INPUT:
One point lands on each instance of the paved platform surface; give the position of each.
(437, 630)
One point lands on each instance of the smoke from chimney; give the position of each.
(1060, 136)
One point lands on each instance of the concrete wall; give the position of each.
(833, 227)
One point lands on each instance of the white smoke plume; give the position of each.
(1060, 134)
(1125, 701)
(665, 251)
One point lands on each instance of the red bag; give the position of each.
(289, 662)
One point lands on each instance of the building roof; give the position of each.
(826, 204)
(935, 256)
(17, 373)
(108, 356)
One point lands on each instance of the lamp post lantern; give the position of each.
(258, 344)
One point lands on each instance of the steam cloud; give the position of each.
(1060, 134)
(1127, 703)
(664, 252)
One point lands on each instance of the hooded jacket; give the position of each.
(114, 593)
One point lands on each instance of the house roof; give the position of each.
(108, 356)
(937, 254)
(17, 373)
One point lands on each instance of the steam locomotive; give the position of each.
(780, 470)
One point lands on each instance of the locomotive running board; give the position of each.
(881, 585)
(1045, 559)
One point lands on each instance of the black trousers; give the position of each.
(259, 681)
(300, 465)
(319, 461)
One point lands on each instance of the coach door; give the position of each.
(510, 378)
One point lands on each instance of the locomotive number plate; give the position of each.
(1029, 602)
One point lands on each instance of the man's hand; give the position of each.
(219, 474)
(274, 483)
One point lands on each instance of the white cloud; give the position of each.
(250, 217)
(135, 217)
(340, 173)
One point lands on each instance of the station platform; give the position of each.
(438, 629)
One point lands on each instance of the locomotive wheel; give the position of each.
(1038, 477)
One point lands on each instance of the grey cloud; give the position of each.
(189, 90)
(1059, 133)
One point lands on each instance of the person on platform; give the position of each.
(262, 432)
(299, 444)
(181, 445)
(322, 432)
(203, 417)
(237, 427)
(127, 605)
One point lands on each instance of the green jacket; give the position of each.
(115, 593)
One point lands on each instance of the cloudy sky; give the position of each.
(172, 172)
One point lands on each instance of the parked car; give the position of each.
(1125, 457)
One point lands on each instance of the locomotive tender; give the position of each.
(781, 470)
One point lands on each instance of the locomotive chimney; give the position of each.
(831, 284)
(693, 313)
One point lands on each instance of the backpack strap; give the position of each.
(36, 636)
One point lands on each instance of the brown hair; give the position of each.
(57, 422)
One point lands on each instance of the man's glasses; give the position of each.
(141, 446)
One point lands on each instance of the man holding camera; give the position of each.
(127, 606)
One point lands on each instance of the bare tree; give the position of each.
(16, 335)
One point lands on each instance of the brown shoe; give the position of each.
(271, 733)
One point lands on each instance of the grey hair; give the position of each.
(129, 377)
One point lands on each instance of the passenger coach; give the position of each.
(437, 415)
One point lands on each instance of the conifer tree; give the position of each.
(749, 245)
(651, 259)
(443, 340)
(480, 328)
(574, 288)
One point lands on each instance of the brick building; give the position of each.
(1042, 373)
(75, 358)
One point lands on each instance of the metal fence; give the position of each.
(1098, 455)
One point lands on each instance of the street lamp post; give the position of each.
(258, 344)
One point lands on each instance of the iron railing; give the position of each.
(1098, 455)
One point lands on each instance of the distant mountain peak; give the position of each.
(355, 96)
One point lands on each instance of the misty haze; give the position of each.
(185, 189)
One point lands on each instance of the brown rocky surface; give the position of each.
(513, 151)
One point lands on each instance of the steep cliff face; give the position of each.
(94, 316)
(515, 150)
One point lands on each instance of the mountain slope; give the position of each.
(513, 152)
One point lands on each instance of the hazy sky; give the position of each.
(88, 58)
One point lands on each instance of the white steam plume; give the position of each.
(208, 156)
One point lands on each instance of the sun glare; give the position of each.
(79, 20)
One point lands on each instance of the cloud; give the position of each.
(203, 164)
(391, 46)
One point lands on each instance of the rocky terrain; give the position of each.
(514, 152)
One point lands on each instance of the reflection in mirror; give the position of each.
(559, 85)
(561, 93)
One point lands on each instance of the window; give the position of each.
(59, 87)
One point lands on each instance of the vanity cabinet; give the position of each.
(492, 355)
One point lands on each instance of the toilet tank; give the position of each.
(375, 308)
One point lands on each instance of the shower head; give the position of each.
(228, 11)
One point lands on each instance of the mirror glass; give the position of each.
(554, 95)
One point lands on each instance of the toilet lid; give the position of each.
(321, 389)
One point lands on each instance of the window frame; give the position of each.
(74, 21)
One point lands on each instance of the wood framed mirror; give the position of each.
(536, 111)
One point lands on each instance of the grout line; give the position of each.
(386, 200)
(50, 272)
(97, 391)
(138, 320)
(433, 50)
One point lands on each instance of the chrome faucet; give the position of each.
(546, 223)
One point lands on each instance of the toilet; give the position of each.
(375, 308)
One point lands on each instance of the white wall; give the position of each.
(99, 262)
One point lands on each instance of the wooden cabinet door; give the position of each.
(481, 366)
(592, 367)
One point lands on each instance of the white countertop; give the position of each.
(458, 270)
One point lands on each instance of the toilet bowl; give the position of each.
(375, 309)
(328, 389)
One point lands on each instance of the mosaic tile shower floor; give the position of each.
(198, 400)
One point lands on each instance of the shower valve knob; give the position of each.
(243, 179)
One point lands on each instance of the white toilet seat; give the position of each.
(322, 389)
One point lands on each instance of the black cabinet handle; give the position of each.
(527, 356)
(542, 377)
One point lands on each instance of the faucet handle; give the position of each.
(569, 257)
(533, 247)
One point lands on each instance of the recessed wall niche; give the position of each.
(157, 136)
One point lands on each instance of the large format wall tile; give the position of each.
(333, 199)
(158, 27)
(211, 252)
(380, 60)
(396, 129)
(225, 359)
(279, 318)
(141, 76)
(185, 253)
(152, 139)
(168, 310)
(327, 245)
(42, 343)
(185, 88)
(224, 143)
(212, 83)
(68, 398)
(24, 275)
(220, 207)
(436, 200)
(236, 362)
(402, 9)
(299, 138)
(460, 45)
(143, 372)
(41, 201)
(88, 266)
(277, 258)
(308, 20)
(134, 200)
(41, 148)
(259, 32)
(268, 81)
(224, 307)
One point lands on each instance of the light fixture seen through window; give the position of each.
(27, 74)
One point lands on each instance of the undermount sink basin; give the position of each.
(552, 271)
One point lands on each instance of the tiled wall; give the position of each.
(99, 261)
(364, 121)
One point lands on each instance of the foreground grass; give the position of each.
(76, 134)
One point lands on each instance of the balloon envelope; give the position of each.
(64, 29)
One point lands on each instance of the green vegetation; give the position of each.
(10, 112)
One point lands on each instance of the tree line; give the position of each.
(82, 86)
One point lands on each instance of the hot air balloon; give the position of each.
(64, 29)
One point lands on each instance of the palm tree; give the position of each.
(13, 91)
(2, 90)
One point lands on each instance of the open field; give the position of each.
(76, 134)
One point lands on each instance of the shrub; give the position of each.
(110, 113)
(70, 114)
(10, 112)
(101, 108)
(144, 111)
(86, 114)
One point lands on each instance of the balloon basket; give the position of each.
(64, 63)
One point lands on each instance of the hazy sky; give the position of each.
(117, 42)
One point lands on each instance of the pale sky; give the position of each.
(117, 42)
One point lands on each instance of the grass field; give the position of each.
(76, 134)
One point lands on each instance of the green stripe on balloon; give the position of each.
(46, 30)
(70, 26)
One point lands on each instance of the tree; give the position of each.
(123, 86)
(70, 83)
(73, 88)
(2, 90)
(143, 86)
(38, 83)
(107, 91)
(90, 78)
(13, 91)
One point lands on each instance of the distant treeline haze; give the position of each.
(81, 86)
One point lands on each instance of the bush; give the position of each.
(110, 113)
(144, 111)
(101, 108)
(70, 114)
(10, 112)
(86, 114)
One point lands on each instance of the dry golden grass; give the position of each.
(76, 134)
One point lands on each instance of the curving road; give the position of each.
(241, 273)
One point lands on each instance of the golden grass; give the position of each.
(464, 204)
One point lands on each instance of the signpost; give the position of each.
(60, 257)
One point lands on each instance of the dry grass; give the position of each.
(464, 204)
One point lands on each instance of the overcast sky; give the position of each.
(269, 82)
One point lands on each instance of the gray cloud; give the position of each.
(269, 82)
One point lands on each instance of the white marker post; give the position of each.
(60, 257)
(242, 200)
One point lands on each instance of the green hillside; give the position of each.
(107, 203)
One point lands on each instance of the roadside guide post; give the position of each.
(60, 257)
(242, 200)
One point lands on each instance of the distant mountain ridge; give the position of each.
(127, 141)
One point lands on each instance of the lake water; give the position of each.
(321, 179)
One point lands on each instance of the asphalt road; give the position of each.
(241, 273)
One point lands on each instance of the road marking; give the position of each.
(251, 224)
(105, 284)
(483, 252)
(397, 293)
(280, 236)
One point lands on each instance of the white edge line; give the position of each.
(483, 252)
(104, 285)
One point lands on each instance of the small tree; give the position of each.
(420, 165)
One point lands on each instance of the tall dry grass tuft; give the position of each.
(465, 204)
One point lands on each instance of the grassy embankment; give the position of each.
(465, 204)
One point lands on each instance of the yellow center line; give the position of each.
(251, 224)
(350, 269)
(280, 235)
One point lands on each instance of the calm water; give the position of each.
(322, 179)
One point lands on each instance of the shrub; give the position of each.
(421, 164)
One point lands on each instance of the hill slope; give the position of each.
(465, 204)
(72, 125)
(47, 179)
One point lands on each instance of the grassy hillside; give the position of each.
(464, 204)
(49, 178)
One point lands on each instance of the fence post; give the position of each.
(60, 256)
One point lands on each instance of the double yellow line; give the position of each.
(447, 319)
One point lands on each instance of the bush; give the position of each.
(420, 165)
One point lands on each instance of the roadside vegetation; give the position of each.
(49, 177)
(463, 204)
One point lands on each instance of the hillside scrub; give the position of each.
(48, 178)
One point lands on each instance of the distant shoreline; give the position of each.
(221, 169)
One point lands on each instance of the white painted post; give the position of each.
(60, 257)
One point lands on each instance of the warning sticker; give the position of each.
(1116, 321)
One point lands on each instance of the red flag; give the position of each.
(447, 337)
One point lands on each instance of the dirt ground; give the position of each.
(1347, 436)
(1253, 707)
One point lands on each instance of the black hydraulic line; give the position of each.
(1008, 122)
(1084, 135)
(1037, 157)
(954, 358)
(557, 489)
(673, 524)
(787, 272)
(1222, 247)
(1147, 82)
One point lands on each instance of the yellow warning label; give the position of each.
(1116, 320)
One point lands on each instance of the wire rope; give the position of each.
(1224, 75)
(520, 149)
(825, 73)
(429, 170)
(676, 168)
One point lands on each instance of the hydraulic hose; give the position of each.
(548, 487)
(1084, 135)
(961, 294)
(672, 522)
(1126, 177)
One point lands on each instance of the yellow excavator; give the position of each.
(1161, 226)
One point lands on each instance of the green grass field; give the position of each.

EXERCISE AIM: Set down, word for word, every line from the line that holds "One point lands on each instance of the red flag;" to the end of the entries above, including both ends.

TASK RESULT:
One point lands on each instance of the red flag; give the position of each.
(447, 337)
One point lands on each instance of the dirt ground; give the position of each.
(1347, 436)
(1253, 707)
One point lands on each instance of the black hydraulic line; give the position of each.
(1008, 122)
(1084, 135)
(1037, 157)
(954, 358)
(557, 489)
(673, 524)
(787, 272)
(1222, 247)
(1147, 82)
One point lands on each instance of the yellow warning label; give the position of each.
(1116, 320)
One point lands on each instance of the wire rope; give the position of each.
(1224, 75)
(520, 149)
(825, 73)
(429, 170)
(676, 168)
One point lands on each instance of the hydraulic hose; give the position of each.
(548, 487)
(1084, 135)
(961, 294)
(672, 522)
(1126, 177)
One point lands on each instance of the yellow excavator; give the position of each.
(1161, 226)
One point lands on each instance of the green grass field; give the position of each.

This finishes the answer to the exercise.